Selected extract -
== Segment start ==

The findings haven’t been fully analyzed or published yet, but “Our data is very encouraging,” reports Dr. Couëtil.
For Joe, however, the results are already speaking for themselves in his horses’ improved respiratory health and appetite. So much so that the veteran trainer asked to keep the full-bale HG2000 hay steamer Haygain made available to his horses for the study.
“Especially in the summer when it’s dusty and windy, we’ve had some problems with coughing and general respiratory health,” Joe explains of his eagerness to have his horses in the study. He observed that steamed hay was especially helpful for a few of his horses that were “bleeders,” aka Exercise Induced Pulmonary Hemorrhage, which occurs relatively often in racehorses.
One of those was a horse named A Little Irradic, who Joe had claimed for $10,000 not knowing that he had a severe case of this condition. “We didn’t know until Purdue scoped him the first time for the study,” Joe recounts.
The horse’s first post-race scope revealed a high neutrophil count that correlates to inflammation. After switching to steamed hay, “his last two scopes were clear,” the trainer relays. Plus, in one of the races before those clear scopes, A Little Irradic finished second in a run for a $75,000 purse.

== Segment end ==

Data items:
== Segment start ==

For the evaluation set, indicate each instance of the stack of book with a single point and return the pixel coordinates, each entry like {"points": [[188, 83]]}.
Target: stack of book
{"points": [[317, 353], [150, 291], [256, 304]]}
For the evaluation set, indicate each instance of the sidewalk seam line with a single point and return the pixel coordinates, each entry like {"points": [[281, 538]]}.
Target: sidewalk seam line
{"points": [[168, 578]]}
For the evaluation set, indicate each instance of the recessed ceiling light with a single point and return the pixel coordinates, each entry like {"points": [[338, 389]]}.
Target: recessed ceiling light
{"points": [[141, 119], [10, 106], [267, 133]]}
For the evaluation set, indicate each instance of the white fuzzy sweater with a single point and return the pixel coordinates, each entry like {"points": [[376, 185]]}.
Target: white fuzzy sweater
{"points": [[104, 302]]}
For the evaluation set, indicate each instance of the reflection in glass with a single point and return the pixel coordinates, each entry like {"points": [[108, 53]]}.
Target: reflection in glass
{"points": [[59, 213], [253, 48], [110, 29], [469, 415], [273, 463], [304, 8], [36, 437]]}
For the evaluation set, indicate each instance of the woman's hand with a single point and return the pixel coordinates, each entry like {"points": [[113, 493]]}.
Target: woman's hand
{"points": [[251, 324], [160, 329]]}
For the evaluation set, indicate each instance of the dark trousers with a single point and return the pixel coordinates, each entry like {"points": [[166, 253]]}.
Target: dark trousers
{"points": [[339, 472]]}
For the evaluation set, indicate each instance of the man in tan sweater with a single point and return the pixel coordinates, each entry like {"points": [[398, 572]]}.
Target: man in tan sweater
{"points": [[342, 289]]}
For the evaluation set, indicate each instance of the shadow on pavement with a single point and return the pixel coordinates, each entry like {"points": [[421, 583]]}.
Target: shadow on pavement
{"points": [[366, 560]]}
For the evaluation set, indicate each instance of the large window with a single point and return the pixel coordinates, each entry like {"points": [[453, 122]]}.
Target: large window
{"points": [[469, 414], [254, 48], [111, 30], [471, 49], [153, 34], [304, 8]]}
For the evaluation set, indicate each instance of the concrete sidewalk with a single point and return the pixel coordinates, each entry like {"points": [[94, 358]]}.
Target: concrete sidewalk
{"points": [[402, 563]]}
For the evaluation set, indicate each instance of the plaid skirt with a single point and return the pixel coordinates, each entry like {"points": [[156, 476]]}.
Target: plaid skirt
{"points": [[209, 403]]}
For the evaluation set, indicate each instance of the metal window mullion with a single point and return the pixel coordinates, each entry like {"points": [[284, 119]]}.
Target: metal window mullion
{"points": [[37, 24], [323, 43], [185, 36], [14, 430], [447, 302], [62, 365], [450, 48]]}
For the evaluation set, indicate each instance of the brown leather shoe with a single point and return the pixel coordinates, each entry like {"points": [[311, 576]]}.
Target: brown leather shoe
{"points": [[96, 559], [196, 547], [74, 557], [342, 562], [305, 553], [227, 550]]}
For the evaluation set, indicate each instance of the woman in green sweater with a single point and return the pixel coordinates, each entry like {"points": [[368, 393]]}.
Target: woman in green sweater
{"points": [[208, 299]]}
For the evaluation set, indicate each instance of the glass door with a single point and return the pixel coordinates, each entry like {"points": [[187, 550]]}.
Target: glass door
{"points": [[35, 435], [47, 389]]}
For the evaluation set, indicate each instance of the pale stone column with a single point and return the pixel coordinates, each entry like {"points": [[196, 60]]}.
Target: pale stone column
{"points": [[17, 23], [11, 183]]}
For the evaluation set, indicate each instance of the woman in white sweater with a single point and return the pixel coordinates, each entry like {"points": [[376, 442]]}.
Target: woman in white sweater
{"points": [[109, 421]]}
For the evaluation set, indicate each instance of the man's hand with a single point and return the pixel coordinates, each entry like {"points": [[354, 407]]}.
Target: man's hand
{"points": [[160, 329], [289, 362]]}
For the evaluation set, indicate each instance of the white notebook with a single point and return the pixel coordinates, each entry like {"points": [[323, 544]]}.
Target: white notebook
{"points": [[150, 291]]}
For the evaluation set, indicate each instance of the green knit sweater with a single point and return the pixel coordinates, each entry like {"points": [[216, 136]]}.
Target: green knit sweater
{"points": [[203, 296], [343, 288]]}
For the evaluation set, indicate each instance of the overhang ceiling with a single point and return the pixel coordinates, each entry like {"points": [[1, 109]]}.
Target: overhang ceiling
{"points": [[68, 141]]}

== Segment end ==
== Segment start ==

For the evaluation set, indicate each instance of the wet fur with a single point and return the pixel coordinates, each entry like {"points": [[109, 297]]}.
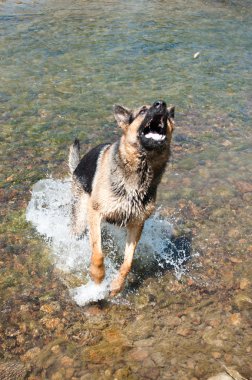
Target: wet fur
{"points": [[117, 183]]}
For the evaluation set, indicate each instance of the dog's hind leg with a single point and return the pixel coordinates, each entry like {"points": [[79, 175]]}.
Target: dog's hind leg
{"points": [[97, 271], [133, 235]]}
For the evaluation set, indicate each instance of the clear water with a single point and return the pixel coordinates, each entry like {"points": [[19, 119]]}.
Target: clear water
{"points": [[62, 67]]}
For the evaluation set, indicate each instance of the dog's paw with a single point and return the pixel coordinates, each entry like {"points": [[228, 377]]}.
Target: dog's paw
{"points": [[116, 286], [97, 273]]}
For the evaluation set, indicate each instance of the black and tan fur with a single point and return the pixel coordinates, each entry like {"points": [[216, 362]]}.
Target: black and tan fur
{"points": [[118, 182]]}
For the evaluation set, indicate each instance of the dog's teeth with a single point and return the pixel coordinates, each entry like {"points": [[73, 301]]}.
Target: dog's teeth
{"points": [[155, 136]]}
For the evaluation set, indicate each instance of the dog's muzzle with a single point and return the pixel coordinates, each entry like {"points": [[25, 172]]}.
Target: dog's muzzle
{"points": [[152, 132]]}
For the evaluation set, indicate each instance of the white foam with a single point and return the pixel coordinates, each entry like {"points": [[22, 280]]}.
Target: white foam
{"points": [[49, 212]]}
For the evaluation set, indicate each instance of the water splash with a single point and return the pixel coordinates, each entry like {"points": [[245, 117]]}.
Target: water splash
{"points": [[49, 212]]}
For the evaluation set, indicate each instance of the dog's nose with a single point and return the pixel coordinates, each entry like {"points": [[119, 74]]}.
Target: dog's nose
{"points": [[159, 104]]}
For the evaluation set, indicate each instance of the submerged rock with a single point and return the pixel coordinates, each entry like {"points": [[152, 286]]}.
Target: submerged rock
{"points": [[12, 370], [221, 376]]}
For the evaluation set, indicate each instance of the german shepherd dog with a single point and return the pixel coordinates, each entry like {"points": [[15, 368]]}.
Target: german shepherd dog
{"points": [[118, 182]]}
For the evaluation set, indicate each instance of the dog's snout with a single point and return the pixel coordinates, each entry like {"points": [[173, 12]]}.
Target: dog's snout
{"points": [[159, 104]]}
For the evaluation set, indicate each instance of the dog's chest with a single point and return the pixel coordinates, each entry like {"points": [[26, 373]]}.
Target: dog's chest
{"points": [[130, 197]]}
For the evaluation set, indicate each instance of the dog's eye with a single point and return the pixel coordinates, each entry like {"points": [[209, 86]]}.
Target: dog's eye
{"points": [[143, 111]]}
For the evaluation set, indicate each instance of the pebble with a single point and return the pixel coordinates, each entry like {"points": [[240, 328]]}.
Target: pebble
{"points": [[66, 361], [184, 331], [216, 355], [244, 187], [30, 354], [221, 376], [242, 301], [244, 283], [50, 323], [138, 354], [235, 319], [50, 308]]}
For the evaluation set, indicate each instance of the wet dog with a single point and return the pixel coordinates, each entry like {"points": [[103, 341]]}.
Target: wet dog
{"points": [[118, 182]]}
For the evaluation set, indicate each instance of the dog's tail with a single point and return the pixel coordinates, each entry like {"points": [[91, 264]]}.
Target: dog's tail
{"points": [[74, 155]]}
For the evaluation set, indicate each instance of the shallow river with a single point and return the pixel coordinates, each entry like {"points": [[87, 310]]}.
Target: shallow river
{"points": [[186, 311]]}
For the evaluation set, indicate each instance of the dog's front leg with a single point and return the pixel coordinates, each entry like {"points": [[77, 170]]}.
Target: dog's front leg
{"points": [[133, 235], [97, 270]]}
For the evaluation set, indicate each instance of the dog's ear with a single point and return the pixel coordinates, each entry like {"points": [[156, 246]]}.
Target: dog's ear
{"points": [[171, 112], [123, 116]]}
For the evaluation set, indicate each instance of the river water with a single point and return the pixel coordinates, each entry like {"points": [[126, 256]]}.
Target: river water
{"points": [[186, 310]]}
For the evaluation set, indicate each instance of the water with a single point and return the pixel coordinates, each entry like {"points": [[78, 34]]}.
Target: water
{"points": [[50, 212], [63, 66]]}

== Segment end ==

Task prompt -
Continue the passage about steaming hay for racehorses from the point where it stops.

Response to the task -
During the intervals when his horses ate steamed hay, Joe also noticed a significant improvement in another relatively common condition: blisters on the throats of 2-year-olds. This often happens when youngsters come in from life in open pasture to the stable environment and time spent working on the track.
“Their throats are irritated and they’re coughing just because they haven’t been exposed to so many things before,” Joe explains. These issues cleared up significantly after the 2-year-olds received steamed hay.
Better appetites were another big improvement the trainer saw in horses getting steamed hay. “It’s like salad to them,” he says. “They love it!” That means more nutrients for the horses and less waste of hay that Joe estimates has become 40% more expensive in the last three years.
A Seasoned Veteran’s Perspective
Though the data hasn’t been crunched yet, Joe needs no further evidence of steamed hay’s benefits. One of his racing accomplishments is having a horse, Union Bowman, that was a leading money winner up until the ripe old age of 11. “That’s very unusual in our world,” Joe explains of Union Bowman’s longevity. It’s also a testament to the trainer’s horsemanship and determination to provide the best for the horses running under his colors.
Now that the data collection phase of the research is completed, Joe is grateful to keep his horses on Haygain steamed hay continuously. Keeping the initial 10 horses on it during the study required two or three one-hour steaming cycles every morning, but the results made it well worth the slight extra effort and planning.
The response of Joe’s horses to steamed hay didn’t surprise Dr. Couëtil. “Our research has made it clear that the dust horses are exposed to when eating even the best quality hay can lead to mild equine asthma,” he explains.
“We have also found that even low levels of inflammation in the airway have a negative impact on performance, so it is important for the health, welfare, and performance of the equine athlete to minimize dust exposure.”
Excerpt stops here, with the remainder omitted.